* **What the task requires**
Lines from the one containing "Target: light switch plate" through the last line of the data below are to be returned exactly; leave out the rest.

Records drawn from a dataset:
■ ■ ■ ■ ■

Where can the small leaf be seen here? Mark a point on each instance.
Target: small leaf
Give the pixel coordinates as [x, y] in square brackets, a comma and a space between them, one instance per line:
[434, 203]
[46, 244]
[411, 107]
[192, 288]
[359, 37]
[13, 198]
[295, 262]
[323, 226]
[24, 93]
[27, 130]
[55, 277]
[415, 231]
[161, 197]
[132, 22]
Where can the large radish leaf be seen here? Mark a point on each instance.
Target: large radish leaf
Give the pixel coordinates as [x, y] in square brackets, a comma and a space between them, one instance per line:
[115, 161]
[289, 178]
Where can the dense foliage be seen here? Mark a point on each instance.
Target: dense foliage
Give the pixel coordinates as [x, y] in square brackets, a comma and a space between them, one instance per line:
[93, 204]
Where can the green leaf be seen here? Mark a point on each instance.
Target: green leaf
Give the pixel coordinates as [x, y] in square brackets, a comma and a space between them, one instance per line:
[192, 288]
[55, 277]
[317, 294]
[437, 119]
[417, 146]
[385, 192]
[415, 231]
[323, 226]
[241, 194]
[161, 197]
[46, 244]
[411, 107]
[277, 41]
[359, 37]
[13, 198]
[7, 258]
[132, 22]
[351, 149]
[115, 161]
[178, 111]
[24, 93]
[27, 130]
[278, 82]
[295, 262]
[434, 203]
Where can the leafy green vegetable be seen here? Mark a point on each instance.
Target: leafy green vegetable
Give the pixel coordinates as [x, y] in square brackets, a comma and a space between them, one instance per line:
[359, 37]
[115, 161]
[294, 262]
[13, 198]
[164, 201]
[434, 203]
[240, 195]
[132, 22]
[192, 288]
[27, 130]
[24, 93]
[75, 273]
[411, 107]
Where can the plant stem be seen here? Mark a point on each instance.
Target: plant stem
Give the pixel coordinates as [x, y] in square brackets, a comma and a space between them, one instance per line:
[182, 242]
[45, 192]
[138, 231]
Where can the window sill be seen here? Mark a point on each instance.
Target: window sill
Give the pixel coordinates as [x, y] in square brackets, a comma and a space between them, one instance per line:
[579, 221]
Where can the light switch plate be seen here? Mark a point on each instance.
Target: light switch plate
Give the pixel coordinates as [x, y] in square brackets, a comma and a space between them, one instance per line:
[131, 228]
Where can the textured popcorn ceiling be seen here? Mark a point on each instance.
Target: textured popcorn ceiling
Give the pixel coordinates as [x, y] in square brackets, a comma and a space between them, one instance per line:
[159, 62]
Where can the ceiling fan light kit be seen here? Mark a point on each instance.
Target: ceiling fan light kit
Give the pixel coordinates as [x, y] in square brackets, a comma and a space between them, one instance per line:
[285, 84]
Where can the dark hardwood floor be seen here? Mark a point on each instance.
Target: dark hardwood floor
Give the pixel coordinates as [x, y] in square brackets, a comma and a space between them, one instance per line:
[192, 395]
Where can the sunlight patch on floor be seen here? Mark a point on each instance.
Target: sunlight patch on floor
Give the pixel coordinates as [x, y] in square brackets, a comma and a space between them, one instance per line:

■ ■ ■ ■ ■

* **Response to this exercise**
Target: light switch plate
Give the pixel coordinates as [x, y] in square brackets, a comma and a space between them, one instance per line:
[131, 228]
Where can the textured popcorn ceiling be seen here? Mark a point on each instance.
Target: textured popcorn ceiling
Give the pixel coordinates as [x, y] in square brackets, a comma and a space between them, one instance per line:
[159, 62]
Where can the ceiling fan light kit be seen here? Mark a point on each instance.
Target: ceiling fan light kit
Give the pixel coordinates as [x, y] in square brackets, a comma and a space between them, one instance per line:
[285, 84]
Where can the dark hardwood floor be seen here? Mark a point on each instance.
Target: dark hardwood floor
Give the pixel coordinates as [x, y] in square brackets, a comma and a space between them, one instance per line:
[192, 395]
Where can the sunlight patch on floor be seen here? Mark a point on each instance.
Target: sunlight patch on floor
Give the pixel coordinates as [x, y] in square brackets, a comma and a space between them, one instance per line:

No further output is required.